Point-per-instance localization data
========

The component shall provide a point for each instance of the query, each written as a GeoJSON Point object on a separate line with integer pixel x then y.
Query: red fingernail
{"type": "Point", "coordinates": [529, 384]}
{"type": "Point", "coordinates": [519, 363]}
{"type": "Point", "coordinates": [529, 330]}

========

*WHAT TO PRODUCE*:
All records above need to be set down again exactly as written.

*ANSWER SPACE*:
The component shall provide a point for each instance of the query, each written as a GeoJSON Point object on a separate line with integer pixel x then y.
Query: red fingernail
{"type": "Point", "coordinates": [529, 384]}
{"type": "Point", "coordinates": [519, 363]}
{"type": "Point", "coordinates": [529, 330]}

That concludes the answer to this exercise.